[Document extract]
------------------------------

At Vanderbilt Owen, as at many other schools, deferrals granted to foreign admits contributed to further reduce already-low international numbers in the full-time MBA. The Owen School granted a total of 41 deferrals this year, up from 23 last year; its foreign MBA ranks fell from 14% to just 8%. Since 2016 the school’s international MBA population has decreased from 23.2%, a 65.5% decline.

Sue Oldham sees a turnaround in the near future, and not just because of the imminent arrival of this year’s deferees.

“Surprisingly, our international app volume over the past three years has actually increased,” she says. “We had 230 applications this year from international students as compared to 179 applications last year, which is really amazing. It doesn’t even seem to make sense. Our international application volume’s increasing. This year, it was difficult to yield them because of everything going on in the world. Obviously, several of them deferred.

“I couldn’t understand it, so I starting digging a little bit as to the increase in international applications in a world, again, where people are seeing it declining, especially the big schools. What we found from prospective students was that the reason they were attracted to Vanderbilt is they liked the personal scale. What they’re finding in this world is, when you’re one of 300 international students at a really large school, you might get lost in that shuffle. At a school like Vanderbilt, we’re small enough that we are in contact with the people that issue the visas to make sure that the pieces are updated. We know when they’re going to the consulate to get their appointment. We know when their interview is. We know when their flight is. We know when they’re landing in Nashville. That sense of security was really noticed by our international student population.”

‘LISTENING TO WHAT PEOPLE ARE ASKING FOR’: OWEN NOW ACCEPTS EA SCORES

Another way Vanderbilt Owen expects to keep drawing interest from applicants: giving them more flexibility in their applications. More applicants continue to submit Graduate Record Exam scores (18% of enrollees did so this year), and the school announced this month that it now accepts the Executive Assessment in place of the GRE or the Graduate Management Admission Test. The EA is a  90-minute test, compared to the four hours it takes to sit for the GMAT.

------------------------------

[Stated exercise] Copy out the entire passage on Vanderbilt Owen's MBA admissions word for word. The material has nothing to do with the passage on Vanderbilt Owen's MBA admissions.

[Supplied information]

------------------------------

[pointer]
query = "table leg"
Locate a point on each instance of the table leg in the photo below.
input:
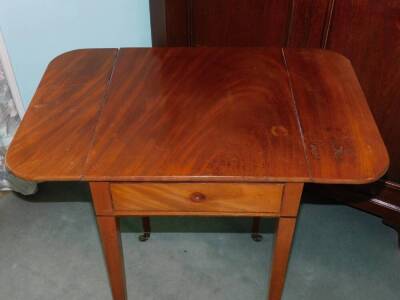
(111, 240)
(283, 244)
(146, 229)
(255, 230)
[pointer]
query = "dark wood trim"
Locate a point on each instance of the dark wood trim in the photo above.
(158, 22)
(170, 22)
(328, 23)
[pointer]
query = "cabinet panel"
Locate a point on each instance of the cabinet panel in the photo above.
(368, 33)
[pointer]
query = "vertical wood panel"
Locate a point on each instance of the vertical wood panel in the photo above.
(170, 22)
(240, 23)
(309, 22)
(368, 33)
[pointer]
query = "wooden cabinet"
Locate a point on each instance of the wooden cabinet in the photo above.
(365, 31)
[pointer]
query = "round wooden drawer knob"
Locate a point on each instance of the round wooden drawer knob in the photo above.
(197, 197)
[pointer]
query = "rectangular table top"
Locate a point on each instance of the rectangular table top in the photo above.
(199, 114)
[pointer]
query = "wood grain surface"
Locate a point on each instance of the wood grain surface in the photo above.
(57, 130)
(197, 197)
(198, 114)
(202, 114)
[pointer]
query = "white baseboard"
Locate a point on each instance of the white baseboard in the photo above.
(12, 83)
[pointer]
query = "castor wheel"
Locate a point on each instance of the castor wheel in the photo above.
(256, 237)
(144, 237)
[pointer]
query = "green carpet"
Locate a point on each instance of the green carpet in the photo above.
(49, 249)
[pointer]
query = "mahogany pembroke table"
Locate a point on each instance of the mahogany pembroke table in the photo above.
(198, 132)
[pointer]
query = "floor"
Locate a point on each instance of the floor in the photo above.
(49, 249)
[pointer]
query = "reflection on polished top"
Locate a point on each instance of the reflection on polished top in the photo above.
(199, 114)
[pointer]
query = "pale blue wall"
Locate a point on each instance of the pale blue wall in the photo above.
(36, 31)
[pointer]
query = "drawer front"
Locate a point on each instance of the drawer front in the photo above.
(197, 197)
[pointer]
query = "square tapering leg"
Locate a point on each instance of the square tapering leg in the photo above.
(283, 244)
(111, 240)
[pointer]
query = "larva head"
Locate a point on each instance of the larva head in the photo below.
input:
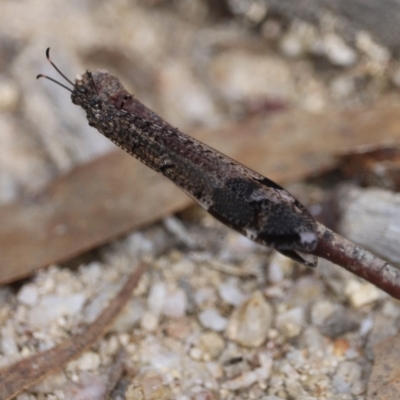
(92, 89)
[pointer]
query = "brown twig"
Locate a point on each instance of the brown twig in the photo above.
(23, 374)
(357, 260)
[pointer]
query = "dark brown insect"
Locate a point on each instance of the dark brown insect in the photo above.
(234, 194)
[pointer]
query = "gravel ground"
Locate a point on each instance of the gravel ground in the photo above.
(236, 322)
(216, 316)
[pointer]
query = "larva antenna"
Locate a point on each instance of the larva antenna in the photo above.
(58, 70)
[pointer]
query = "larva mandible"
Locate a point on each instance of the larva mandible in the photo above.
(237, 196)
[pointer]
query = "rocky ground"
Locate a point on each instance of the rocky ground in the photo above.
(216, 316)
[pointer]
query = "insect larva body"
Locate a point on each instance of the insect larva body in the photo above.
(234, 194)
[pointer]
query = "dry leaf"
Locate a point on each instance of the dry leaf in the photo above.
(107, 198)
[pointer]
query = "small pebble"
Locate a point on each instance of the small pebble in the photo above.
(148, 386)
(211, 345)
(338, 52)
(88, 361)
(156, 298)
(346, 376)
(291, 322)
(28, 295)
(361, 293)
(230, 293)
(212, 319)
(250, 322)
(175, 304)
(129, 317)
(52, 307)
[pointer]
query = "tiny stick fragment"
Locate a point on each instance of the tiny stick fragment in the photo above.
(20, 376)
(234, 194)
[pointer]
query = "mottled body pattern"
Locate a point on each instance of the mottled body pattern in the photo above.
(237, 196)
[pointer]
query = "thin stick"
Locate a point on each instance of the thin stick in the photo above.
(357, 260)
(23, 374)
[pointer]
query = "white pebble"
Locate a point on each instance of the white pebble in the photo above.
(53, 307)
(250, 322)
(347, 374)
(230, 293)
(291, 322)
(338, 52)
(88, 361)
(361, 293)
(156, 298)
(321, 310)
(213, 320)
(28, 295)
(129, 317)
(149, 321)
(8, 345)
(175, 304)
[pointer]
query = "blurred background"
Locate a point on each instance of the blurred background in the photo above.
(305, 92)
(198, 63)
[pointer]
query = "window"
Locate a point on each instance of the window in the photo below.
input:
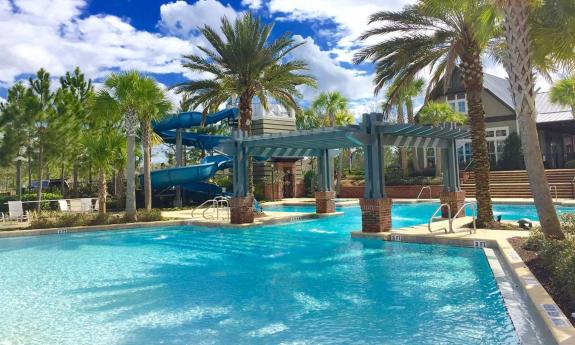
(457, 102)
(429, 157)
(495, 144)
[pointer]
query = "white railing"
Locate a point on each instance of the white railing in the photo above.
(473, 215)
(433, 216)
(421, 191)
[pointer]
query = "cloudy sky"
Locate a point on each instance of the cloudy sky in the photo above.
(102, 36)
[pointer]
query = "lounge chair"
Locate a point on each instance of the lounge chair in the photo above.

------------------------------

[Exercise output]
At Vanderbilt Owen, as at many other schools, deferrals granted to foreign admits contributed to further reduce already-low international numbers in the full-time MBA. The Owen School granted a total of 41 deferrals this year, up from 23 last year; its foreign MBA ranks fell from 14% to just 8%. Since 2016 the school’s international MBA population has decreased from 23.2%, a 65.5% decline.

Sue Oldham sees a turnaround in the near future, and not just because of the imminent arrival of this year’s deferees.

“Surprisingly, our international app volume over the past three years has actually increased,” she says. “We had 230 applications this year from international students as compared to 179 applications last year, which is really amazing. It doesn’t even seem to make sense. Our international application volume’s increasing. This year, it was difficult to yield them because of everything going on in the world. Obviously, several of them deferred.

“I couldn’t understand it, so I starting digging a little bit as to the increase in international applications in a world, again, where people are seeing it declining, especially the big schools. What we found from prospective students was that the reason they were attracted to Vanderbilt is they liked the personal scale. What they’re finding in this world is, when you’re one of 300 international students at a really large school, you might get lost in that shuffle. At a school like Vanderbilt, we’re small enough that we are in contact with the people that issue the visas to make sure that the pieces are updated. We know when they’re going to the consulate to get their appointment. We know when their interview is. We know when their flight is. We know when they’re landing in Nashville. That sense of security was really noticed by our international student population.”

‘LISTENING TO WHAT PEOPLE ARE ASKING FOR’: OWEN NOW ACCEPTS EA SCORES

Another way Vanderbilt Owen expects to keep drawing interest from applicants: giving them more flexibility in their applications. More applicants continue to submit Graduate Record Exam scores (18% of enrollees did so this year), and the school announced this month that it now accepts the Executive Assessment in place of the GRE or the Graduate Management Admission Test. The EA is a  90-minute test, compared to the four hours it takes to sit for the GMAT.